What is expected —
Repeat every record below exactly as written.

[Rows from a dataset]
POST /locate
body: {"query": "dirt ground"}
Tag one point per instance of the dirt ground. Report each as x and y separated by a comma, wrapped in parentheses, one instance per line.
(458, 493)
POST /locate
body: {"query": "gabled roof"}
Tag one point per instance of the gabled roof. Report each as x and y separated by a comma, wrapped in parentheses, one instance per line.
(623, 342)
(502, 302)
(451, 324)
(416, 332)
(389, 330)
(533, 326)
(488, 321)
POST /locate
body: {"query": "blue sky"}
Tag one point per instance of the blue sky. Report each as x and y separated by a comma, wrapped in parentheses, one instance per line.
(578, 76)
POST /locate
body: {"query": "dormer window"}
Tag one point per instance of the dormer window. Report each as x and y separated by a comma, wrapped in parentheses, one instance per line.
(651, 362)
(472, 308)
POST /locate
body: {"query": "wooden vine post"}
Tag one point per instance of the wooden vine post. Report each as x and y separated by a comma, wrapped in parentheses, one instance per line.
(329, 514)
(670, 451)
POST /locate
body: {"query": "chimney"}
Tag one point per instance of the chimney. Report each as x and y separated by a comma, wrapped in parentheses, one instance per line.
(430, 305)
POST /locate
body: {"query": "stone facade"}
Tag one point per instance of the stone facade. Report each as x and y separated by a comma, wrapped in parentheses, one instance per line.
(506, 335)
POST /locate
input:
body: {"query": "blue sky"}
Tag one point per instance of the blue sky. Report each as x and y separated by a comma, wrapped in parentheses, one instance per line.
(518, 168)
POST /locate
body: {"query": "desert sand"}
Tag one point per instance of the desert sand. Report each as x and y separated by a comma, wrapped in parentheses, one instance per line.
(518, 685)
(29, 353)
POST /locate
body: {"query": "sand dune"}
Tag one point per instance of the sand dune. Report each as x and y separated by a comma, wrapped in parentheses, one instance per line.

Correct answer —
POST /locate
body: {"query": "dirt ground"}
Tag one point per instance of the dirt ground. Report each as x and y separated by a comma, wrapped in parentheses, one instance per line.
(458, 493)
POST /locate
body: {"query": "gabled roof"}
Tag one point per instance of the gabled roof. Report each as x and y separated by a comma, wrapped in parentheses, one instance per line.
(623, 342)
(502, 302)
(451, 324)
(416, 332)
(389, 330)
(533, 326)
(488, 321)
POST /locate
body: {"query": "blue sky"}
Tag one point per instance of the blue sky. Report each as x and y separated by a comma, wrapped in parentheses, one instance per line.
(578, 76)
POST /locate
body: {"query": "dormer window"}
Tag one point per instance of the dormer window. Report each as x and y separated by a comma, wrapped in parentheses, one instance per line.
(651, 362)
(472, 308)
POST /locate
body: {"query": "wooden vine post"}
Tag one point per instance of the wooden vine post. Report each as x and y separated by a comma, wrapped in parentheses, one instance per line.
(329, 514)
(670, 451)
POST /locate
body: {"query": "chimney"}
Tag one point per instance of the chimney. Report each as x and y separated by a comma, wrapped in parentheses, one instance per line.
(430, 305)
POST /locate
body: {"query": "stone facade"}
Tag one point per instance of the stone facade. Report each as x and y separated by a comma, wrapped in parentheses, one instance per line.
(506, 335)
POST /locate
input:
body: {"query": "blue sky"}
Tag one point per instance of the blue sky. Report each as x and y separated by a comma, wrapped in parentheses, one instance per line.
(518, 168)
POST /locate
body: {"query": "desert sand"}
Tag one point per instance of the desert sand. Report each as x and y separated by a comma, wrapped in parentheses, one instance per line.
(518, 685)
(29, 353)
POST /locate
body: {"query": "sand dune"}
Tag one point per instance of the sand dune. Report each as x and y separated by a comma, wrapped in parentheses, one instance per line.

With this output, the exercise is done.